§ **PROVIDED TEXT**
━━━━━━━━

The lack of data has been one of the major problems surrounding morcellation, with very few studies specifically looking at data that can be used to help guide patients and clinicians. Dr. Wright and his associates hope that their results can help guide patients and clinicians.
"There’s undoubtedly a risk of cancer and precancerous changes in women who undergo morcellation ... and [patients and clinicians] need to weigh that risk," he said. "But certainly morcellation may allow some women to undergo a minimally invasive surgery who otherwise require laparotomy, and the complications and recovery are much easier with minimally invasive surgery, when it’s feasible."
Dr. Charles E. Miller, director of minimally invasive gynecologic surgery at Advocate Lutheran General Hospital, Park Ridge, Ill., described these data as "compelling," with well-presented information that stratifies risk by age that can be used to help properly counsel patients.
The marked difference in risk among women under age 40 is particularly important, he said. Dr. Miller performs about 250 morcellations per year and has had only one patient with a sarcoma, a woman in her mid-40s, which he said reflects the younger age of his patients.
"If we can better identify age groups where that risk is higher and do the treatment that is appropriate in that age group, then I think we’ve come a long, long way," he said in an interview. There are always outliers, and unfortunately, women in younger age groups develop sarcomas, but there are also the risks of more invasive surgery that should be considered, he added.
"There’s always going to be risk, and there’s always going to be decision making with surgery," and while there is a need for better ways to identify those patients at risk, currently, "all we can hang our hat on now is stratifying [risk] with age," Dr. Miller said.

━━━━━━━━

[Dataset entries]
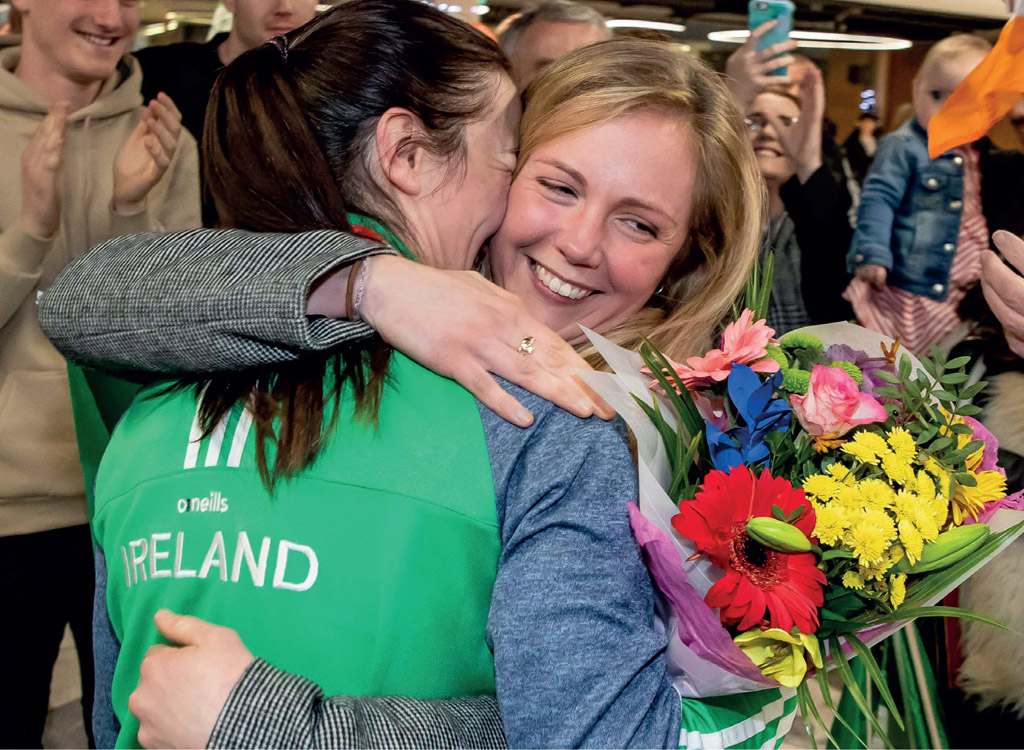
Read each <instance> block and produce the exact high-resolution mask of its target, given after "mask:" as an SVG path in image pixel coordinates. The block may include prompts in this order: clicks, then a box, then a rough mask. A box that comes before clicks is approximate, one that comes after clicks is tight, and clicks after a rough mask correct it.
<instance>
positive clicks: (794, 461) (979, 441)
mask: <svg viewBox="0 0 1024 750" xmlns="http://www.w3.org/2000/svg"><path fill="white" fill-rule="evenodd" d="M768 289H770V283H768V284H767V285H766V284H764V283H761V284H759V283H758V280H757V278H756V277H755V278H754V279H753V280H752V283H751V285H749V288H748V295H746V300H748V306H746V308H745V309H742V311H741V313H739V315H738V316H736V317H735V320H734V321H733V322H732V323H730V324H729V325H728V326H727V327H726V328H725V331H724V333H723V334H722V340H721V347H720V348H716V349H713V350H711V351H709V352H708V353H706V355H705V356H703V357H694V358H690V359H689V360H687V361H686V362H685V363H682V364H678V363H674V362H671V361H670V360H668V358H666V357H665V356H664V355H663V353H662V352H659V351H657V350H656V349H655V348H654V347H653V346H651V345H649V344H647V345H644V346H643V347H642V348H641V351H640V352H639V355H637V353H635V352H630V351H627V350H625V349H623V348H621V347H617V346H615V345H614V344H611V343H610V342H609V341H607V340H606V339H603V338H601V337H600V336H598V335H596V334H593V333H589V334H588V335H590V337H591V340H592V341H593V343H594V344H595V346H596V347H597V348H598V350H599V351H600V352H601V353H602V356H603V357H604V358H605V360H606V361H607V362H608V364H609V366H610V367H611V370H612V372H610V373H593V374H591V375H589V376H588V381H589V383H590V384H591V385H592V387H594V388H595V389H596V390H597V391H598V392H599V393H600V394H601V395H602V397H603V398H604V399H605V400H606V401H608V402H609V403H610V404H611V405H612V406H613V407H615V408H616V409H617V410H618V412H620V414H621V415H622V416H623V417H624V418H625V419H626V421H627V422H628V424H629V425H630V427H631V429H632V431H633V433H634V436H635V438H636V440H637V452H638V467H639V477H640V499H639V505H638V506H633V505H631V507H630V513H631V519H632V523H633V528H634V531H635V532H636V536H637V539H638V541H639V543H640V545H641V548H642V550H643V553H644V556H645V559H646V561H647V565H648V568H649V569H650V572H651V575H652V578H653V580H654V582H655V584H656V585H657V587H658V589H659V590H660V591H662V593H663V594H664V597H663V599H664V600H663V602H662V612H660V613H659V614H660V615H662V620H663V621H664V624H665V627H666V630H667V632H668V633H669V636H670V645H669V659H670V663H671V667H672V669H673V673H674V675H675V676H676V686H677V689H679V691H680V693H681V694H682V695H683V696H684V697H693V698H707V697H712V696H722V695H732V694H738V693H748V692H753V691H758V690H763V689H765V688H769V686H775V688H777V686H779V685H783V686H786V688H794V689H797V695H798V699H799V705H800V708H801V711H802V712H803V714H804V717H805V720H807V721H808V722H809V720H810V717H811V716H813V717H814V718H815V719H817V721H818V723H822V722H821V717H820V715H819V714H818V711H817V709H816V708H815V706H814V703H813V701H812V700H811V696H810V693H809V684H808V680H809V676H810V675H811V674H816V678H817V679H818V680H819V682H820V684H821V686H822V694H823V699H824V701H825V705H826V706H827V707H828V708H830V709H833V711H834V713H835V706H833V705H831V702H830V698H829V691H828V686H827V681H826V678H825V671H826V668H835V669H837V670H839V673H840V675H841V676H842V678H843V681H844V684H845V685H846V688H847V690H848V691H849V693H850V695H851V696H852V697H853V699H854V701H855V702H856V704H857V706H858V707H859V708H860V710H861V711H862V712H864V713H865V714H866V718H867V720H868V721H869V722H870V724H871V726H872V727H873V728H874V730H876V731H877V732H878V733H879V735H880V737H881V738H882V739H883V740H884V741H885V742H886V743H887V745H889V744H891V743H890V742H889V740H888V738H886V735H885V732H884V730H883V727H882V726H881V724H880V723H879V721H878V719H877V717H876V716H874V715H873V713H872V712H871V710H870V708H869V703H868V699H867V698H865V695H864V691H862V690H861V686H860V685H858V683H857V680H855V679H854V677H853V673H852V671H851V667H850V663H849V658H850V657H851V656H857V657H860V658H861V659H862V660H863V662H864V665H865V667H866V671H867V674H868V675H869V677H870V679H871V682H872V683H873V684H874V686H876V688H877V690H878V692H879V694H880V695H881V696H882V698H883V699H884V701H885V703H886V704H887V706H888V708H889V711H890V713H891V714H892V716H894V717H895V719H896V721H897V722H898V723H900V722H901V720H900V718H899V711H898V710H897V707H896V704H895V701H894V700H893V698H892V694H891V691H890V690H889V686H888V685H887V681H886V678H885V676H884V675H883V672H882V670H881V669H880V667H879V666H878V664H877V663H876V661H874V659H873V657H872V656H871V653H870V647H871V645H872V644H874V643H878V642H879V641H881V640H882V639H883V638H885V637H887V636H889V635H892V634H893V633H895V632H896V631H897V630H898V629H899V628H900V627H902V626H903V625H904V624H905V623H907V622H908V621H910V620H912V619H913V618H916V617H923V616H954V617H961V618H967V619H973V620H979V621H984V622H988V623H989V624H992V625H996V626H997V623H993V622H991V621H990V620H988V619H987V618H985V617H983V616H981V615H978V614H975V613H972V612H970V611H966V610H962V609H958V608H948V607H936V606H935V605H936V602H938V601H939V600H940V599H941V598H942V597H943V596H945V595H946V594H947V593H948V592H949V591H951V590H952V589H953V588H955V587H956V586H957V585H959V583H961V582H963V581H964V580H965V579H966V578H967V577H969V576H970V575H971V574H972V573H973V572H974V571H976V570H977V569H978V568H980V567H981V566H983V565H984V564H985V563H986V561H987V560H988V559H989V558H991V557H992V556H994V555H995V554H996V553H997V552H998V551H999V550H1001V549H1002V548H1004V547H1005V546H1006V545H1007V544H1009V543H1010V542H1011V541H1012V540H1013V539H1015V538H1016V537H1017V536H1019V535H1020V534H1021V533H1022V531H1024V512H1021V511H1020V508H1021V507H1022V497H1021V493H1018V494H1016V495H1013V496H1009V497H1008V495H1007V487H1006V476H1005V472H1004V471H1002V469H1000V468H999V466H998V465H997V464H996V461H995V454H996V448H997V446H996V442H995V439H994V438H993V436H992V435H991V434H990V433H989V432H988V431H987V430H986V429H985V428H984V426H982V425H981V423H979V422H978V421H976V420H975V419H974V416H975V415H977V414H978V413H979V412H980V409H979V408H978V407H976V406H974V405H972V404H971V399H973V398H974V397H976V395H977V394H978V393H979V392H980V391H981V389H982V388H983V387H984V385H985V384H984V383H983V382H978V383H972V382H970V376H969V375H968V374H967V372H966V369H965V368H966V365H967V364H968V362H967V359H966V358H957V359H953V360H948V361H947V360H945V359H944V358H943V357H942V356H941V355H940V353H939V351H938V350H933V352H932V353H933V357H932V358H931V359H923V360H918V359H915V358H914V357H912V356H911V355H909V353H908V352H905V351H902V350H901V349H900V347H899V343H898V342H893V341H891V340H888V339H886V338H885V337H883V336H881V335H879V334H876V333H873V332H870V331H867V330H865V329H863V328H859V327H857V326H853V325H849V324H833V325H829V326H819V327H814V328H809V329H803V330H801V331H798V332H794V333H791V334H788V335H785V336H782V337H781V338H780V339H778V340H776V339H775V338H774V331H773V330H772V329H770V328H768V326H767V325H766V323H765V321H764V320H763V318H764V316H763V314H762V310H764V309H765V308H766V307H767V291H768ZM826 665H827V667H826ZM837 715H838V718H839V720H840V721H841V722H843V723H844V724H846V722H845V721H844V719H843V717H842V715H839V714H837ZM822 725H823V724H822ZM847 726H848V725H847ZM848 728H849V726H848ZM850 731H851V732H852V730H850ZM826 733H827V730H826ZM829 738H830V735H829Z"/></svg>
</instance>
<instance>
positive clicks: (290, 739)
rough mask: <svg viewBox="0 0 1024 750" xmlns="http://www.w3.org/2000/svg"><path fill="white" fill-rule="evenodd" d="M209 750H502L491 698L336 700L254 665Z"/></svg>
mask: <svg viewBox="0 0 1024 750" xmlns="http://www.w3.org/2000/svg"><path fill="white" fill-rule="evenodd" d="M207 747H209V748H249V747H260V748H389V749H390V748H506V747H508V745H507V742H506V739H505V728H504V725H503V724H502V717H501V714H500V713H499V710H498V701H497V700H496V699H495V697H494V696H472V697H466V698H446V699H438V700H433V701H424V700H414V699H412V698H402V697H399V696H361V697H353V696H333V697H331V698H327V697H325V696H324V692H323V691H322V690H321V688H319V686H318V685H316V684H314V683H313V682H310V681H309V680H307V679H305V678H303V677H300V676H298V675H295V674H289V673H288V672H284V671H282V670H280V669H275V668H274V667H272V666H270V665H269V664H267V663H266V662H264V661H263V660H262V659H257V660H256V661H254V662H253V663H252V664H251V665H249V668H248V669H246V671H245V673H244V674H243V675H242V678H241V679H240V680H239V681H238V682H237V683H236V685H234V689H233V690H232V691H231V695H230V696H229V697H228V699H227V703H225V704H224V707H223V708H222V709H221V712H220V716H219V717H218V719H217V723H216V725H215V726H214V727H213V733H212V734H211V735H210V740H209V743H208V745H207Z"/></svg>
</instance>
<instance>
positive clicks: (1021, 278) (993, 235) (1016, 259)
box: [981, 232, 1024, 357]
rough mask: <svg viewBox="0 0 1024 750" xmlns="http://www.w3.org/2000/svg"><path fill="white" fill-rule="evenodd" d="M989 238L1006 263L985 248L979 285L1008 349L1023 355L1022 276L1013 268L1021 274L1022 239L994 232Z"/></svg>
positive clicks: (1023, 341) (982, 261) (1009, 235)
mask: <svg viewBox="0 0 1024 750" xmlns="http://www.w3.org/2000/svg"><path fill="white" fill-rule="evenodd" d="M992 240H993V241H994V242H995V246H996V247H997V248H998V249H999V252H1001V253H1002V257H1004V259H1005V260H1006V262H1002V261H1000V260H999V258H998V256H997V255H996V254H995V253H993V252H991V251H988V250H986V251H985V254H984V255H983V256H982V260H981V266H982V276H981V288H982V290H983V291H984V292H985V299H986V300H988V306H989V307H991V309H992V313H994V314H995V317H996V318H998V319H999V323H1001V324H1002V332H1004V333H1005V334H1006V336H1007V343H1008V344H1009V345H1010V348H1011V349H1012V350H1013V352H1014V353H1015V355H1017V356H1018V357H1024V278H1021V277H1020V276H1018V275H1017V274H1015V273H1014V270H1013V269H1014V268H1017V269H1018V270H1020V272H1022V273H1024V240H1022V239H1021V238H1019V237H1017V236H1016V235H1014V234H1012V233H1010V232H996V233H995V234H994V235H993V236H992Z"/></svg>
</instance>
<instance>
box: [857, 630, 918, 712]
mask: <svg viewBox="0 0 1024 750" xmlns="http://www.w3.org/2000/svg"><path fill="white" fill-rule="evenodd" d="M846 642H848V643H849V644H850V645H851V647H853V650H854V651H855V652H856V653H857V656H859V657H860V661H861V662H862V663H863V665H864V668H865V669H866V670H867V674H868V675H870V678H871V681H872V682H874V686H876V688H878V689H879V695H881V696H882V700H883V701H885V702H886V706H888V707H889V713H890V714H892V717H893V718H894V719H896V723H897V724H898V725H899V727H900V728H901V730H905V728H906V727H905V725H904V724H903V717H902V716H901V715H900V712H899V709H898V708H897V707H896V701H894V700H893V694H892V693H890V692H889V685H888V683H887V681H886V678H885V675H883V674H882V670H881V669H880V668H879V663H878V662H877V661H874V656H873V655H872V654H871V650H870V649H868V648H867V647H866V645H865V644H864V641H863V640H861V639H860V638H858V637H857V636H856V635H854V634H853V633H850V634H849V635H847V636H846Z"/></svg>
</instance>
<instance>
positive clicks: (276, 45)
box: [270, 34, 288, 63]
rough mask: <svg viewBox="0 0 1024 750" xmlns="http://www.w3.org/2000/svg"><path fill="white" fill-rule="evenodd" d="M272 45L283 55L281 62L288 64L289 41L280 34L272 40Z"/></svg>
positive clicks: (271, 41)
mask: <svg viewBox="0 0 1024 750" xmlns="http://www.w3.org/2000/svg"><path fill="white" fill-rule="evenodd" d="M270 44H272V45H273V46H275V47H276V48H278V51H279V52H280V53H281V61H282V63H287V61H288V40H287V39H286V38H285V37H284V36H282V35H280V34H279V35H278V36H275V37H273V38H272V39H271V40H270Z"/></svg>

━━━━━━━━

§ **TASK ITEM**
From the text on morcellation, copy the part starting with "Dr. Charles E." and going on through "of his patients.", but swap "compelling" for "persuasive".

§ **RESULT OF THE TASK**
Dr. Charles E. Miller, director of minimally invasive gynecologic surgery at Advocate Lutheran General Hospital, Park Ridge, Ill., described these data as "persuasive," with well-presented information that stratifies risk by age that can be used to help properly counsel patients.
The marked difference in risk among women under age 40 is particularly important, he said. Dr. Miller performs about 250 morcellations per year and has had only one patient with a sarcoma, a woman in her mid-40s, which he said reflects the younger age of his patients.